> **Assigned task**: Output each line from the one that contains "of sweater sleeve." to the final line of the data below, exactly, and include nothing else.
(Task material begins)
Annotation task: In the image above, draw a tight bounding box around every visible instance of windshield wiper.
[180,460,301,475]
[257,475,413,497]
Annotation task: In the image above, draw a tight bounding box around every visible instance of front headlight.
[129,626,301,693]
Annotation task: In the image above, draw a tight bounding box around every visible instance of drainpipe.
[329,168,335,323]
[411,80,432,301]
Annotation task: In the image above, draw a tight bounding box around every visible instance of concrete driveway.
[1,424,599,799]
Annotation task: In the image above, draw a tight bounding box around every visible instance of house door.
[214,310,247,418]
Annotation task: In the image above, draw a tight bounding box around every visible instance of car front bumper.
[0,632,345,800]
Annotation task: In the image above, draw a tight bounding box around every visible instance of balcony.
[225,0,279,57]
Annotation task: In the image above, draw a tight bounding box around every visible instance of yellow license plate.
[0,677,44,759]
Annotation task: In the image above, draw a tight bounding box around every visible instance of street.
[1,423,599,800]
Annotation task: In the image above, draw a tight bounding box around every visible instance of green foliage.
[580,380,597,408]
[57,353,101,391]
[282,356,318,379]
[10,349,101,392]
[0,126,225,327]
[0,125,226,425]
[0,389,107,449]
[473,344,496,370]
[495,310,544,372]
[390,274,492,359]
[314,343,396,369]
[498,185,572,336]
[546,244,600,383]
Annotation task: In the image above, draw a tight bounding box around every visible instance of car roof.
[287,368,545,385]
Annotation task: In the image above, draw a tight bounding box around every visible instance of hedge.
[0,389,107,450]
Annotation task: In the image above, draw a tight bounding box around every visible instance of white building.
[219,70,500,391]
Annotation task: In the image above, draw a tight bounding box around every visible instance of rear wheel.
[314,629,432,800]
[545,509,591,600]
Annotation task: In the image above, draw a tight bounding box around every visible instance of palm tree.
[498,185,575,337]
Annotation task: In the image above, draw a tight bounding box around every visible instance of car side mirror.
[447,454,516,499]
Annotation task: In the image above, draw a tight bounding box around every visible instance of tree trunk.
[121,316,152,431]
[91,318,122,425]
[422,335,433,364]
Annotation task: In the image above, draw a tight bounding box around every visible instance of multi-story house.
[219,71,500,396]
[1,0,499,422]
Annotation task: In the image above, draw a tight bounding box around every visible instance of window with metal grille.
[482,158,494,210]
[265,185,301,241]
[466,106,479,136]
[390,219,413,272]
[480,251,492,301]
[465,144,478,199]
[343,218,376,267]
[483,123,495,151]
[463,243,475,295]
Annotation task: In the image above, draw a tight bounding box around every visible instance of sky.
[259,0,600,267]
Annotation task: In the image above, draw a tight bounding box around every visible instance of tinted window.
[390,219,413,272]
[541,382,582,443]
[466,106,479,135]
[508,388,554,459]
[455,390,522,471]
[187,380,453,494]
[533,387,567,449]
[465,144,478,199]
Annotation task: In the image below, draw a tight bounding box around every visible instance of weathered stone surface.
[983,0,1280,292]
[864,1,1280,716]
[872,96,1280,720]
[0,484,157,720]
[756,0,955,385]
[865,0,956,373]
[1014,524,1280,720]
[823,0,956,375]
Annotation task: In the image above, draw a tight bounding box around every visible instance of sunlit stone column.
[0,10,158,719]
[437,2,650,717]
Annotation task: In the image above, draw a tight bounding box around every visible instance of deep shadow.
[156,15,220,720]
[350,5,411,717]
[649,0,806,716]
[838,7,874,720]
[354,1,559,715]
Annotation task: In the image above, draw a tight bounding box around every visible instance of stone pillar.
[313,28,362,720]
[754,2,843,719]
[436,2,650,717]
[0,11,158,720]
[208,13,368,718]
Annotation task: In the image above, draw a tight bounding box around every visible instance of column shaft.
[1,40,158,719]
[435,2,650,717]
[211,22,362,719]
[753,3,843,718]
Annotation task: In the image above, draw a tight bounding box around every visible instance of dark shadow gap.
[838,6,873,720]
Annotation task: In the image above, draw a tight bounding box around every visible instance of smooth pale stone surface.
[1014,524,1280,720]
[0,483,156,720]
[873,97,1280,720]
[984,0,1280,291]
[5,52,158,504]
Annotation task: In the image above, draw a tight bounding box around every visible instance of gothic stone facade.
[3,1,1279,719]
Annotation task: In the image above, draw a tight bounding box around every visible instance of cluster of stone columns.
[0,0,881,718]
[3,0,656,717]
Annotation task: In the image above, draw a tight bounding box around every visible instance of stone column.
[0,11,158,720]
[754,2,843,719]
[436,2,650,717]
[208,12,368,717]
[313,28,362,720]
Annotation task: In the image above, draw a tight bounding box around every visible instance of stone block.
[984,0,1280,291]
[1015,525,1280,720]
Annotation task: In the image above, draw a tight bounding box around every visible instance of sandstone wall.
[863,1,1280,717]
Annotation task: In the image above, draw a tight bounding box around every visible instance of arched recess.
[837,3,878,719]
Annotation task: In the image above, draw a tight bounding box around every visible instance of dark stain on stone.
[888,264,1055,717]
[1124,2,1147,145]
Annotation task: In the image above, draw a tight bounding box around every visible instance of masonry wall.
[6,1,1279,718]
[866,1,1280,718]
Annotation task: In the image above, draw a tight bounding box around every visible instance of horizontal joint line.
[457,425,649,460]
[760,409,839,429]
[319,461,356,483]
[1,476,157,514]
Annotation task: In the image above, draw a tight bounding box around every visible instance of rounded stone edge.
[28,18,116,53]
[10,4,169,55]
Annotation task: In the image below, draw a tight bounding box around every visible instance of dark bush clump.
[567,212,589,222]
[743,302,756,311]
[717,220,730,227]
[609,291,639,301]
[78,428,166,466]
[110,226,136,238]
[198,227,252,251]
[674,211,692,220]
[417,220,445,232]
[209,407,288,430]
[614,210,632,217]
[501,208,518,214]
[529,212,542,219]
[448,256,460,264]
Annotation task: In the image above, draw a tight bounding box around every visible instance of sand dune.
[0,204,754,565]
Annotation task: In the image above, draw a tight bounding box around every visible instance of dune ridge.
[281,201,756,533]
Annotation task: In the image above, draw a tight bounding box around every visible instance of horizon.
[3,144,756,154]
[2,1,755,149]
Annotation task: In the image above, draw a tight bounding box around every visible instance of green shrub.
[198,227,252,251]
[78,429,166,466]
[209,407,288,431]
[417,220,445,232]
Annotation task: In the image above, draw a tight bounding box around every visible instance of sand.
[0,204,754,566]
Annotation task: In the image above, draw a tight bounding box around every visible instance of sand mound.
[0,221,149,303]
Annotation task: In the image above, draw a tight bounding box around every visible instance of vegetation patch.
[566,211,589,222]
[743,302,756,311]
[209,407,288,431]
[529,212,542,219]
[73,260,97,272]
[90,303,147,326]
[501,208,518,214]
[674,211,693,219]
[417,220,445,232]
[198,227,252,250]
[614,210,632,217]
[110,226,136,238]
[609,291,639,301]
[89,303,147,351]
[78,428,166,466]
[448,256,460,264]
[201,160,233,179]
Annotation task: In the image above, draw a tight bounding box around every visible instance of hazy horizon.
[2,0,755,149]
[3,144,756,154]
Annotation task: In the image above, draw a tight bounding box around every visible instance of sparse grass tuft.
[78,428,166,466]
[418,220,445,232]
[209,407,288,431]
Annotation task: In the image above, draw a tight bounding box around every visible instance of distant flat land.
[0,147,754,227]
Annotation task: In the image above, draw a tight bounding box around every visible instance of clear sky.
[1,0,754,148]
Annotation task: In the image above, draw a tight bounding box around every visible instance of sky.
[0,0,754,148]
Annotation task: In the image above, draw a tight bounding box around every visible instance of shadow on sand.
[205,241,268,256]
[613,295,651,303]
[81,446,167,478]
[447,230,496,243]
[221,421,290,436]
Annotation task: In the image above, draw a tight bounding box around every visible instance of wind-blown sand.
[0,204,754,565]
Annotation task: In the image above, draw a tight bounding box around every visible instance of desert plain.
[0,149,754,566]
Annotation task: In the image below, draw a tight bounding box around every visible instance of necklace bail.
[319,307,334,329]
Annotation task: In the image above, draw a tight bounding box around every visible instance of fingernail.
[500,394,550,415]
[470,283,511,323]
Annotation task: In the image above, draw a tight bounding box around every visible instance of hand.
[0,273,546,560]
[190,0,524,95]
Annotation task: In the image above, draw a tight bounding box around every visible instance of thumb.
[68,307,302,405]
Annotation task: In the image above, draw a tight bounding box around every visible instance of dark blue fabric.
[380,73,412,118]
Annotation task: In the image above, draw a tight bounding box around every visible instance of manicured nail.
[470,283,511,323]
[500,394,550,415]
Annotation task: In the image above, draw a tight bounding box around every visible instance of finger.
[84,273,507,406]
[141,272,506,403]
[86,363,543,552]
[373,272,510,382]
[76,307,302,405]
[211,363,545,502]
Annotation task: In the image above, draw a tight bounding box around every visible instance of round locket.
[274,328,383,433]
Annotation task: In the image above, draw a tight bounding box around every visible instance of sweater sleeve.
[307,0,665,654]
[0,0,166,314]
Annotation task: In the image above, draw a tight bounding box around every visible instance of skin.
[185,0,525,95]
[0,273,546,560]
(Task material ends)
> **Finished exercise**:
Annotation task: In the image above, draw a tight bounding box around every visible instance of sweater sleeve.
[307,0,665,654]
[0,0,166,314]
Annotation task: In the image above, draw a tight bounding box around every visible instance of skin.
[185,0,525,95]
[0,273,546,560]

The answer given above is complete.